__WORK TO DO__.
Copy the lines between the one holding "Locate building facade" and the one holding "[1,1,249,87]", inclusive, swapping "multi-story building" for "apartment block" and changing nothing else.

__INFORMATION PROVIDED__.
BEGIN

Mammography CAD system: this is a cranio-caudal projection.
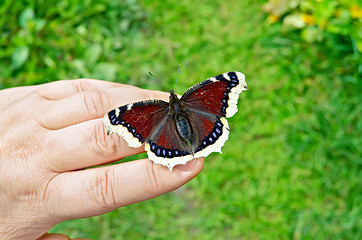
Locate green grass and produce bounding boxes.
[0,0,362,239]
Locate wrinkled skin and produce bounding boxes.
[0,79,204,240]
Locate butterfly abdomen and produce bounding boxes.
[175,113,191,143]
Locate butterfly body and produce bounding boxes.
[103,72,248,170]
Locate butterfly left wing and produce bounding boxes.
[103,100,168,148]
[180,72,248,161]
[181,72,248,118]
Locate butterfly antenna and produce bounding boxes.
[148,71,167,92]
[173,64,181,90]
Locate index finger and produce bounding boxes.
[36,79,134,100]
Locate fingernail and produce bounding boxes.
[175,159,197,172]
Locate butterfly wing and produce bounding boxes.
[103,72,248,170]
[103,100,193,170]
[103,100,169,148]
[145,115,194,171]
[181,72,248,118]
[181,72,248,158]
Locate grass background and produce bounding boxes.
[0,0,362,239]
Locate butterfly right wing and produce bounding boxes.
[103,100,169,148]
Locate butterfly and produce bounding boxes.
[103,72,248,171]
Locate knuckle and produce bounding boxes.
[85,122,119,156]
[90,168,117,209]
[144,161,161,192]
[83,91,110,118]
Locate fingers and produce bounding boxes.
[47,119,145,172]
[38,85,169,129]
[0,86,39,109]
[49,158,204,220]
[38,233,70,240]
[37,79,122,100]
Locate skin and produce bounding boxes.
[0,79,204,240]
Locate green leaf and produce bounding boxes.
[93,62,117,81]
[84,44,102,67]
[11,46,29,69]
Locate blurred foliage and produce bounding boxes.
[264,0,362,52]
[0,0,145,87]
[0,0,362,240]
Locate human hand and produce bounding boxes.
[0,79,204,239]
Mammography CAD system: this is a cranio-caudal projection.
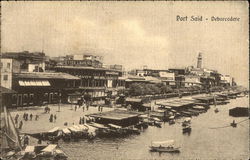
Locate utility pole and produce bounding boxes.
[58,90,62,112]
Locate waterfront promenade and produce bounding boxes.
[11,94,211,133]
[11,104,114,133]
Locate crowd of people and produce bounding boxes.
[14,112,39,130]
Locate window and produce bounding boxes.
[3,75,8,81]
[7,63,10,69]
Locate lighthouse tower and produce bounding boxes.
[197,53,202,68]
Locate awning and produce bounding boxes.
[18,80,51,86]
[42,144,57,152]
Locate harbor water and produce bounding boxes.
[60,97,249,160]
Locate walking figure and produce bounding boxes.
[79,117,82,124]
[85,103,89,111]
[15,114,19,124]
[49,114,53,122]
[23,135,29,146]
[54,114,56,122]
[35,115,39,121]
[30,113,33,121]
[19,120,23,130]
[25,113,29,121]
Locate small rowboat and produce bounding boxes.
[149,140,180,153]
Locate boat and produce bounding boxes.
[36,144,67,160]
[193,106,206,110]
[214,108,219,113]
[0,107,67,160]
[168,116,175,125]
[182,125,192,133]
[182,117,191,127]
[149,140,180,153]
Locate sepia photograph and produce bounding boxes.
[0,1,250,160]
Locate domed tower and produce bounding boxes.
[197,53,202,68]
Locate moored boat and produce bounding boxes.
[149,140,180,153]
[182,125,192,133]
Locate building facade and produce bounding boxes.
[0,58,21,89]
[12,72,80,107]
[55,66,125,101]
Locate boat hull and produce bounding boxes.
[150,146,180,153]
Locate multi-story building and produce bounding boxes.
[55,66,125,101]
[220,75,233,86]
[0,58,20,89]
[12,72,80,107]
[185,75,202,87]
[63,54,103,68]
[168,68,187,88]
[2,51,46,72]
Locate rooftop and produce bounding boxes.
[89,110,140,120]
[0,86,16,94]
[55,66,121,72]
[14,72,80,80]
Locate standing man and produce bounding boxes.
[54,114,57,122]
[30,113,33,121]
[19,120,23,130]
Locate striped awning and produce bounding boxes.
[18,80,51,87]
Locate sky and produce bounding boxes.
[1,1,249,87]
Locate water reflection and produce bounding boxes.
[61,97,249,159]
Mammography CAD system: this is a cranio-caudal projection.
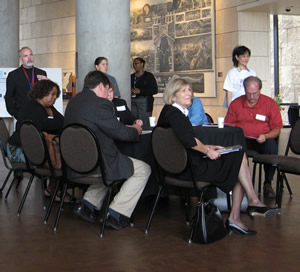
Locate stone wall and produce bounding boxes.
[273,15,300,103]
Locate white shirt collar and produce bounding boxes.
[172,103,189,116]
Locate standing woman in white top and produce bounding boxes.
[223,46,256,107]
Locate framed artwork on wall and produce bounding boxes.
[130,0,216,97]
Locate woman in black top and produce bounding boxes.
[157,78,278,235]
[7,80,64,155]
[7,80,73,202]
[131,58,158,126]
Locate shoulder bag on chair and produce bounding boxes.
[192,203,227,244]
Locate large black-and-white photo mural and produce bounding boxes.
[130,0,216,97]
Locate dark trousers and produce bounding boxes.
[246,138,278,184]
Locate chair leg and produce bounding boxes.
[44,179,60,224]
[17,174,34,216]
[100,186,112,238]
[0,170,12,194]
[16,178,22,189]
[41,178,46,211]
[282,173,293,198]
[188,203,203,244]
[275,168,283,209]
[258,163,262,195]
[145,185,164,234]
[252,162,257,188]
[226,191,232,213]
[184,189,190,226]
[53,182,68,231]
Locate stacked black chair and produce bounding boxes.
[0,118,27,200]
[253,119,300,208]
[17,121,62,218]
[54,124,124,237]
[145,127,214,243]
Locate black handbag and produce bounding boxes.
[191,203,227,244]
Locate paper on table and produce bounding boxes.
[202,123,218,127]
[245,136,257,140]
[216,145,242,154]
[203,145,243,158]
[142,130,152,135]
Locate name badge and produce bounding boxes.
[255,114,266,121]
[117,105,126,111]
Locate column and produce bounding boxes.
[76,0,130,101]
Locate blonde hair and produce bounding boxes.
[163,77,192,105]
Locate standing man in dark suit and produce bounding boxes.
[65,71,151,230]
[5,47,47,120]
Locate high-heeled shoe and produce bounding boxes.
[247,206,280,218]
[225,219,257,235]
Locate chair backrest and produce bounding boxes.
[59,124,104,176]
[20,121,48,166]
[0,118,9,156]
[288,119,300,155]
[205,113,214,124]
[152,127,188,174]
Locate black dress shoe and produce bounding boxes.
[106,214,128,230]
[73,203,97,223]
[225,219,257,235]
[264,183,276,198]
[247,206,280,218]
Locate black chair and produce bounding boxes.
[17,121,62,216]
[0,118,27,200]
[205,113,214,124]
[145,127,214,243]
[54,124,124,237]
[253,119,300,208]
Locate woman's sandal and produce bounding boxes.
[44,188,76,203]
[55,192,76,203]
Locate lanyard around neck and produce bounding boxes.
[133,72,144,87]
[22,66,34,89]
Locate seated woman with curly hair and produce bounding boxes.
[7,80,73,200]
[157,78,279,235]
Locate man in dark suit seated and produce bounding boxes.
[65,71,151,230]
[108,87,143,126]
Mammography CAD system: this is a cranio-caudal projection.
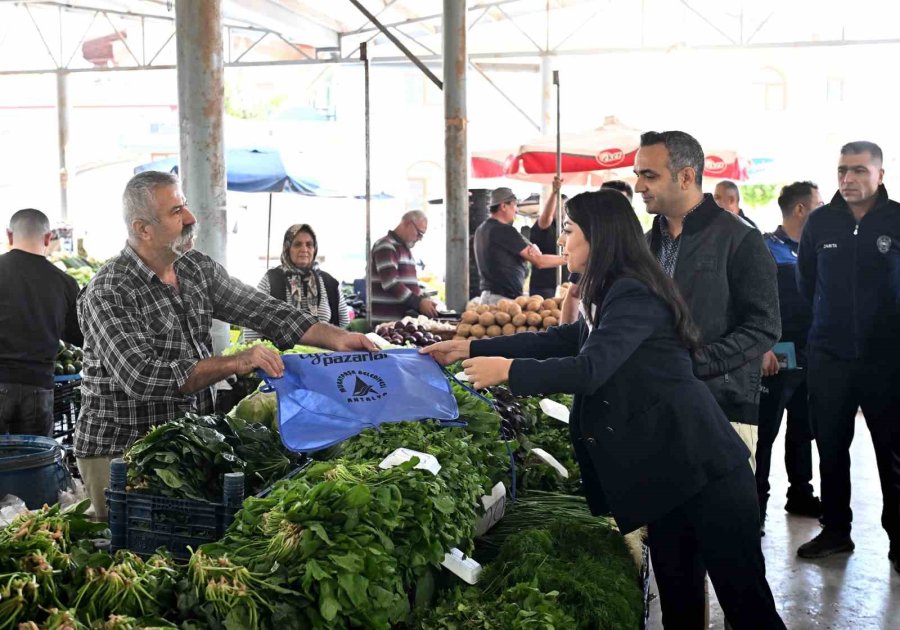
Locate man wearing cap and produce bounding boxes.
[0,208,84,436]
[713,179,759,230]
[475,188,565,304]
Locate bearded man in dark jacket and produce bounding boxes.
[634,131,781,467]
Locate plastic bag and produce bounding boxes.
[264,349,459,452]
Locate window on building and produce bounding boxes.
[753,67,787,112]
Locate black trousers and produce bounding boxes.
[647,465,785,630]
[808,350,900,545]
[756,370,813,514]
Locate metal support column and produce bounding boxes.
[541,54,556,135]
[442,0,469,312]
[56,69,69,222]
[175,0,228,352]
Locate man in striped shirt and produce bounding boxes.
[369,210,437,322]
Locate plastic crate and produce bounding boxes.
[53,374,81,445]
[53,374,81,478]
[106,458,244,560]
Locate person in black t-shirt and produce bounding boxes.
[0,208,84,436]
[475,188,565,304]
[528,177,569,298]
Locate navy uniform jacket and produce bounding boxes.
[763,225,812,367]
[797,186,900,361]
[470,278,750,533]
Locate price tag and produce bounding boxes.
[531,448,569,479]
[540,398,569,424]
[378,448,441,475]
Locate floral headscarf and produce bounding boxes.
[281,223,319,317]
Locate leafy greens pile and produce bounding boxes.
[125,414,297,502]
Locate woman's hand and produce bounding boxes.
[463,357,512,389]
[419,339,472,365]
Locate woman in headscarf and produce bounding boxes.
[244,223,350,340]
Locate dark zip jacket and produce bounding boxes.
[648,194,781,424]
[797,186,900,361]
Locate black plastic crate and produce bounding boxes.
[106,459,244,560]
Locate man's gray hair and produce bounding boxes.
[716,179,741,202]
[641,131,706,188]
[122,171,181,238]
[401,210,428,222]
[9,208,50,240]
[841,140,884,164]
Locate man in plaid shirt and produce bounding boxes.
[75,171,376,520]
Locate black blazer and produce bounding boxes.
[470,278,750,533]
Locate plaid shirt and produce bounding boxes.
[75,245,316,457]
[657,217,681,278]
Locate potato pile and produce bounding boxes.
[453,295,562,339]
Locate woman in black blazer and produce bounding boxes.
[422,190,784,630]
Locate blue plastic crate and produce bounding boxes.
[106,459,244,560]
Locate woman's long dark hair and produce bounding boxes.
[566,190,699,350]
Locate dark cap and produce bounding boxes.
[491,188,516,208]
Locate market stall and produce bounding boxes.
[0,344,646,629]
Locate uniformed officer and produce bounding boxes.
[797,142,900,568]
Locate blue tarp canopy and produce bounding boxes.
[134,148,330,197]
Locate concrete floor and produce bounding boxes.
[647,416,900,630]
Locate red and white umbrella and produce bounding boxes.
[703,149,752,182]
[471,116,751,186]
[472,116,641,185]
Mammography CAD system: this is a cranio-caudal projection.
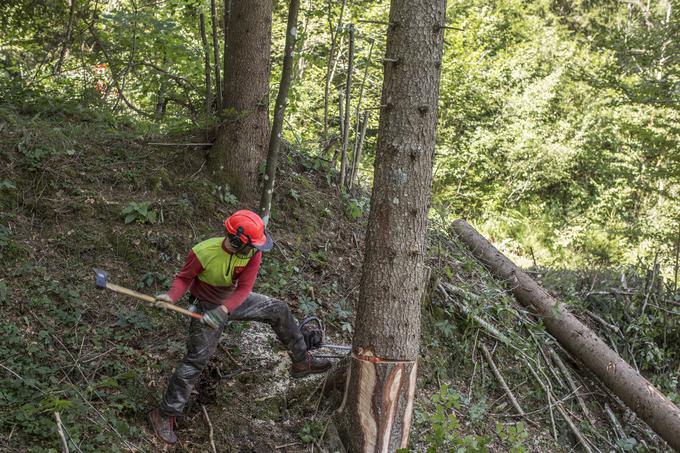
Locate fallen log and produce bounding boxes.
[453,220,680,451]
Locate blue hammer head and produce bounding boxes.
[92,267,106,289]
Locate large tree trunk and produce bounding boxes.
[453,220,680,451]
[260,0,300,225]
[339,0,445,452]
[208,0,272,203]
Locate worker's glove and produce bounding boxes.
[154,293,174,307]
[201,305,229,329]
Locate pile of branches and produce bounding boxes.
[422,222,678,452]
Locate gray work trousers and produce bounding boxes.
[159,293,307,416]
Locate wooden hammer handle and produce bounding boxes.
[106,283,203,319]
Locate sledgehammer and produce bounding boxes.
[92,268,203,319]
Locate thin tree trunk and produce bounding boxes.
[347,39,375,184]
[260,0,300,225]
[331,90,345,167]
[349,110,368,189]
[54,0,77,74]
[323,0,347,140]
[226,0,231,110]
[210,0,222,111]
[453,220,680,450]
[339,0,446,452]
[673,222,680,292]
[198,13,212,141]
[338,24,354,190]
[155,49,168,120]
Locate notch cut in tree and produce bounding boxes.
[338,24,354,191]
[453,220,680,451]
[338,0,445,452]
[260,0,300,225]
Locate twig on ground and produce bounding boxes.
[527,364,593,453]
[586,310,621,333]
[480,343,524,417]
[274,442,302,450]
[604,403,626,439]
[201,404,217,453]
[548,348,595,426]
[147,142,213,146]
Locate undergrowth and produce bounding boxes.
[0,100,680,452]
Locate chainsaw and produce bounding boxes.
[300,316,352,358]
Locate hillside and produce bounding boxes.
[0,100,678,452]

END

__SOLVED EXERCISE__.
Locate building facade and produce bounding boxes.
[0,58,21,89]
[12,72,80,107]
[55,66,125,101]
Locate boat hull and produce bounding boxes.
[150,146,180,153]
Locate apartment block and produce bounding boxes.
[55,66,125,101]
[220,75,233,86]
[0,58,20,89]
[12,72,80,107]
[185,75,202,87]
[63,54,103,68]
[168,68,187,88]
[2,51,46,72]
Locate rooftop and produce bounding boxes.
[89,110,140,120]
[0,86,16,94]
[55,66,121,72]
[14,72,80,80]
Locate standing man and produce bounding boxes.
[54,114,57,122]
[30,113,33,121]
[19,120,23,130]
Locate striped awning and produce bounding boxes.
[18,80,51,87]
Locate sky and produce bounding boxes.
[1,1,249,87]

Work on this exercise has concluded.